Stored items:
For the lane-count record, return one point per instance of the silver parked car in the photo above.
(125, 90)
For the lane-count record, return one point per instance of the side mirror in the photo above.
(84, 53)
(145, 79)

# The exercise
Recast the stored items above as a Markdown table with the columns "No." and "Line", giving each line its own numbered row and omitting blank lines.

# Correct answer
| No. | Line |
|---|---|
| 1 | For the lane-count record, return one point per instance of the silver parked car in the photo above. |
| 2 | (125, 90) |
| 3 | For the lane-count record, return one point per instance of the side mirror in the photo above. |
| 4 | (84, 53) |
| 5 | (145, 79) |